• Texto fornecido:

■ ■ ■ ■ ■

Este site usa cookies para que possamos oferecer a melhor experiência possível ao usuário. As informações sobre cookies são armazenadas no seu navegador e desempenham funções como reconhecê-lo quando você retornar ao nosso site e ajudar nossa equipe a entender quais seções do site você acha mais interessantes e úteis.
Cultura Reconsiderada: Entrevista com o Autor
23/05/2023A NAU Editora acaba de lançar o quarto volume da Coleção “Fenomenologia e Cultura”, que é uma coedição com a Editora da PUC-Rio e com a Editora Documenta, de Lisboa. Coordenada por André Barata, Fernando Gastal e Marcelo S. Norberto, a coleção tem como objetivo reunir trabalhos inéditos com abordagens fenomenológicas que enfrentem questões e desafios que nos têm sido colocados pelo mundo contemporâneo. Já tendo publicado autores e títulos como Fabio Caprio Leite de Castro (com Fenomenologia da Depressão), Irene Borges-Duarte (Cuidado e Afectividade) e Alexandre Marques Cabral (Ecofenomenologia Decolonial), apresentamos a seguir Urbano Sidoncha e seu livro Cultura Reconsiderada.
Urbano Sidoncha é filósofo, doutor em filosofia contemporânea pela Universidade de Lisboa e professor da Universidade da Beira Interior. Em Cultura Reconsiderada, aborda questões acerca do tema da cultura a partir das particularidades de sua definição e dos desdobramentos do aspecto polissêmico, ou “ecológico” do termo. Propõe uma reflexão sobre uma Ciência da Cultura que leve em consideração as complexidades de uma ciência – e suas tensões com os parâmetros das ciências exatas e da natureza – dedicada a um fenômeno vivo, dinâmico e em processo, como é a cultura. Nas palavras do autor: “uma ciência com IDH – Índice de Desenvolvimento Humano –, que se deseja capaz de inverter o seu imparável ciclo de empobrecimento, reconciliando-se com os sujeitos humanos e restabelecendo o vínculo vital com a energia criadora que a produziu.”
Em entrevista com a Editora, o autor expõe alguns dos temas presentes no livro, expande alguns conceitos e oferece explicações que auxiliam a leitura.
Para adquirir seu exemplar de Cultura Reconsiderada clique aqui.
Segue a entrevista na íntegra:
1) O livro Cultura Reconsiderada aborda os problemas de tentativas de definição “positivista” do conceito de cultura através do olhar das ciências. Como contraponto, ao invés de “coisa”, cultura é apresentada como um processo, um “esforço de contemporaneidade”. O senhor poderia elaborar um pouco sobre essa expressão? Como entender esse esforço de contemporaneidade?

■ ■ ■ ■ ■

• Registros armazenados:
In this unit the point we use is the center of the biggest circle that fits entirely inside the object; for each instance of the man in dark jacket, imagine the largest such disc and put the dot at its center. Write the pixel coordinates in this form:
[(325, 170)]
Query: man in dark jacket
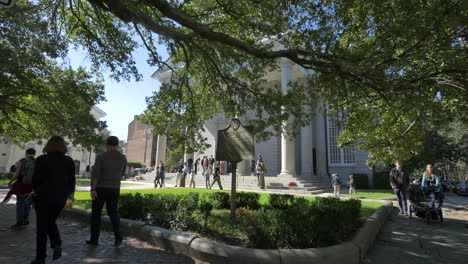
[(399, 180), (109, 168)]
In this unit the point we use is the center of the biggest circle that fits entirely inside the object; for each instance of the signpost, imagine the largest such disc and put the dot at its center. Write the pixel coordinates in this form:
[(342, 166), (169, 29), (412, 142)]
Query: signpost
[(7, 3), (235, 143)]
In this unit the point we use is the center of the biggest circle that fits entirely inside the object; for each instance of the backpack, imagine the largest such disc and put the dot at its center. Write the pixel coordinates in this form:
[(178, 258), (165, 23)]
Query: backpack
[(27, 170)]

■ ■ ■ ■ ■

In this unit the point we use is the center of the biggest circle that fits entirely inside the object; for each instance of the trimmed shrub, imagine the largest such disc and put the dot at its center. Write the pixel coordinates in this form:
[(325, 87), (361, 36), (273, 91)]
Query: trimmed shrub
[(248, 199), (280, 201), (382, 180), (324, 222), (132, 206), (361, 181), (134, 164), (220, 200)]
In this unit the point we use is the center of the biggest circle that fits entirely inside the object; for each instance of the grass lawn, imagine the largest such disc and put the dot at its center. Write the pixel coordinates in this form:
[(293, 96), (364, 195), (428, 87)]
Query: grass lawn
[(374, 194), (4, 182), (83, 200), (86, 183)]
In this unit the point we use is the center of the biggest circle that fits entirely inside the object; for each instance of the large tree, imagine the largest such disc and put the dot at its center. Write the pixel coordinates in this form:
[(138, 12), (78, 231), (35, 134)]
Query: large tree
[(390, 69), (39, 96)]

■ ■ ■ ■ ■

Pode citar literalmente o trecho do texto sobre Cultura Reconsiderada, começando em "Para adquirir seu" e seguindo até "esforço de contemporaneidade?"? A listagem é um material à parte, independente do texto.

• Resposta:
Para adquirir seu exemplar de Cultura Reconsiderada clique aqui.
Segue a entrevista na íntegra:
1) O livro Cultura Reconsiderada aborda os problemas de tentativas de definição “positivista” do conceito de cultura através do olhar das ciências. Como contraponto, ao invés de “coisa”, cultura é apresentada como um processo, um “esforço de contemporaneidade”. O senhor poderia elaborar um pouco sobre essa expressão? Como entender esse esforço de contemporaneidade?